At least 21 people have died and dozens left injured after terrorists from the Tehreek-e-Taliban opened fire and hurled explosives at Bacha Khan University in Charsadda, north-west Pakistan. The military operation was ongoing four hours after the siege begun and it is feared the death toll will rise.
Militants stormed the building at around 9am local time (4.30am GMT) under the guise of dense fog, after reportedly entering from the rear of the building. Gunshots were fired and explosives heard, witnesses said, as security forces fought back.
Multiple injuries have been reported and two of the attackers have been shot and killed by soldiers. The death toll in the terrorist attack has risen to 21, said regional police chief Saeed Wazir. He added that 70% of the students had been rescued as the army conducted searches of the campus for survivors as well as possible assailants.
An army spokesman in has since confirmed the four taliban gunmen who attacked the university are dead and the clearance operation has ended.
Pakistani Taliban commander Umar Mansoor, the mastermind of a student massacre in December 2014 at a military-run school in nearby Peshawar, claimed responsibility for the assault and said four of his men hatched the attack.

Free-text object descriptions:
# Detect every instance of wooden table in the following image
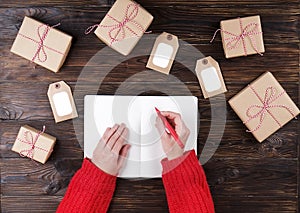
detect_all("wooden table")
[0,0,300,213]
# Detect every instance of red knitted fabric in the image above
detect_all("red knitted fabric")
[162,150,214,213]
[57,159,117,213]
[57,151,214,213]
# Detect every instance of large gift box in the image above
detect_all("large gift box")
[220,16,265,58]
[95,0,153,55]
[229,72,299,142]
[12,125,56,164]
[11,16,72,72]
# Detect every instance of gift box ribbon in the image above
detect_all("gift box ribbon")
[17,126,52,159]
[210,18,263,56]
[244,85,295,132]
[85,3,145,46]
[18,24,64,62]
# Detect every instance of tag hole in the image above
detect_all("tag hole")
[167,35,173,41]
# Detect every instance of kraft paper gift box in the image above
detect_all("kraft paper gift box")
[220,15,265,58]
[94,0,153,55]
[11,16,72,72]
[12,125,56,164]
[229,72,299,142]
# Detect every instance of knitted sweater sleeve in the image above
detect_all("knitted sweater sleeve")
[161,150,214,213]
[57,159,116,213]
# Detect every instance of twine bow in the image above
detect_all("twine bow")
[244,85,295,132]
[85,3,145,46]
[18,23,64,62]
[210,18,263,56]
[18,126,49,159]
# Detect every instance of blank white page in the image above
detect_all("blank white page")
[84,95,198,178]
[84,95,141,177]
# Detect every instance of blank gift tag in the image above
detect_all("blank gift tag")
[196,56,227,98]
[48,81,78,123]
[146,32,179,74]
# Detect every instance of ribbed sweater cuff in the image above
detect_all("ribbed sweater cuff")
[76,158,117,188]
[57,158,117,213]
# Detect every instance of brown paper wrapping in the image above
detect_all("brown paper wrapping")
[220,16,265,58]
[11,16,72,72]
[195,56,227,98]
[94,0,153,55]
[146,32,179,75]
[47,81,78,123]
[11,125,56,164]
[229,72,299,142]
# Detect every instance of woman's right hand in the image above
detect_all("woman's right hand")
[155,111,190,160]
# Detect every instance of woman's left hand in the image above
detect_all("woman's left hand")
[92,124,130,176]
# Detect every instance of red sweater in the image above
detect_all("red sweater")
[57,151,214,213]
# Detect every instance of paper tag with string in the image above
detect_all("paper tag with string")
[146,32,179,74]
[48,81,78,123]
[195,56,227,98]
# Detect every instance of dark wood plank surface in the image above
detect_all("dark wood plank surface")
[0,0,300,213]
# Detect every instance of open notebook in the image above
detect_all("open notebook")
[84,95,198,178]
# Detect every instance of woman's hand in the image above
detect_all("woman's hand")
[155,111,190,160]
[92,124,130,176]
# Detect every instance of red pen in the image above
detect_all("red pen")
[155,107,184,149]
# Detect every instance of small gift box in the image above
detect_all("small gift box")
[213,16,265,58]
[229,72,299,142]
[11,125,56,164]
[10,16,72,72]
[95,0,153,55]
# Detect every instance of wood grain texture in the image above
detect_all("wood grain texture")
[0,0,300,213]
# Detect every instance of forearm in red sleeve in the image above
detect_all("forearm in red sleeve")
[57,159,116,213]
[161,150,214,213]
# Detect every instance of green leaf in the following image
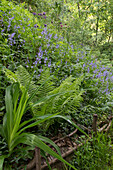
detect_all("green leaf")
[0,155,5,170]
[38,136,61,156]
[21,134,76,170]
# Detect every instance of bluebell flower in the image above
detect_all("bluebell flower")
[33,12,36,15]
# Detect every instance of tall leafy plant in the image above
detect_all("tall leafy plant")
[0,82,87,170]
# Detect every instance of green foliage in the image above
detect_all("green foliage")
[70,134,113,170]
[5,66,83,119]
[0,83,84,169]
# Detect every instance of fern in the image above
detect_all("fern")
[5,66,83,119]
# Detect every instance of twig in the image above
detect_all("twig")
[105,120,112,132]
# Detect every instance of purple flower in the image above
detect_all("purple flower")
[33,12,36,15]
[87,67,89,73]
[54,34,58,39]
[83,63,85,67]
[38,13,43,16]
[34,24,38,28]
[56,44,59,48]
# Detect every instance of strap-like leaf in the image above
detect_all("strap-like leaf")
[0,155,5,170]
[23,134,77,170]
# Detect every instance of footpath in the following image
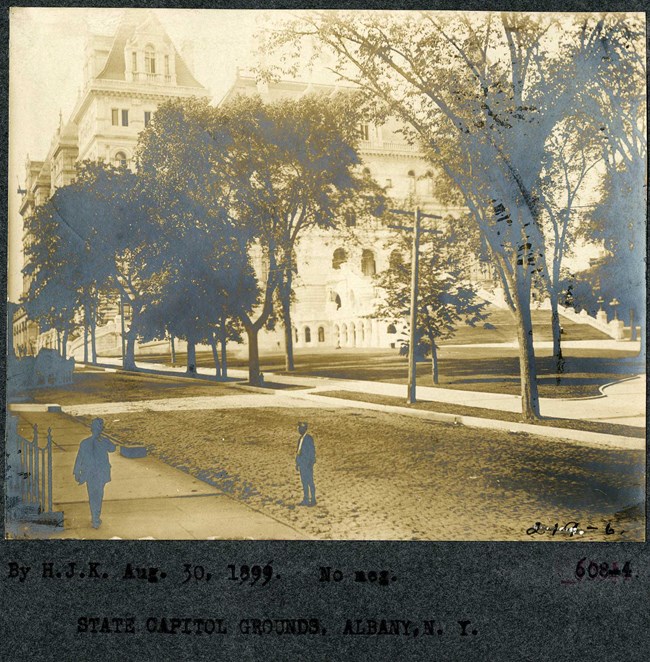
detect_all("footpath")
[10,348,645,540]
[7,410,308,540]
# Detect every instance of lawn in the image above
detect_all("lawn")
[146,345,645,398]
[30,371,237,406]
[101,407,645,540]
[318,391,646,439]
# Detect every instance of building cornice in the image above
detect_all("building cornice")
[70,79,211,125]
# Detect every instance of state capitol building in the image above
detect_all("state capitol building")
[13,10,490,358]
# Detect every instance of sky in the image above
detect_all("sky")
[8,7,632,301]
[8,7,279,301]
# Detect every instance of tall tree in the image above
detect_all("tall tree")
[219,94,380,379]
[271,12,624,419]
[21,201,81,358]
[375,237,487,384]
[584,14,647,352]
[56,161,158,370]
[137,99,257,377]
[539,112,602,373]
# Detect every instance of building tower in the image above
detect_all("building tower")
[13,9,210,355]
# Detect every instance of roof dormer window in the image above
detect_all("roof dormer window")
[144,46,156,75]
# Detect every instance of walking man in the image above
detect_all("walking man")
[74,418,115,529]
[296,422,316,506]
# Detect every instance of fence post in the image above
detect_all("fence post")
[18,437,27,502]
[40,448,47,513]
[28,423,38,503]
[32,431,41,510]
[47,428,52,513]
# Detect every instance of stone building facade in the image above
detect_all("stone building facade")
[13,9,210,355]
[13,10,489,354]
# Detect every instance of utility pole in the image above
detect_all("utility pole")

== Assignment ==
Resume the news report on the Bacha Khan University attack, picking up after its final sentence.

== Exercise response ==
Vice chancellor Fazal Raheem Marwat was on his way to work when police told him of the attack. There are male and female staff members and students on the campus, he told AFP. There was no announced threat but we had already beefed up security at the university.
More than 3,000 students are taught at the university and was hosting an additional 600 visitors on Wednesday for a poetry recital. Students had planned the event to commemorate the anniversary of the death of Pakistani activist Khan Abdul Ghaffar Khan, after whom the university is named.
Charsadda is a small town located 29km from Peshawar, the provincial capital of Khyber Pakhtunkhwa. on 16 December 2014, the Taliban attacked the Army Public School in Peshawar and murdered 144 people, mostly children under the age of 16.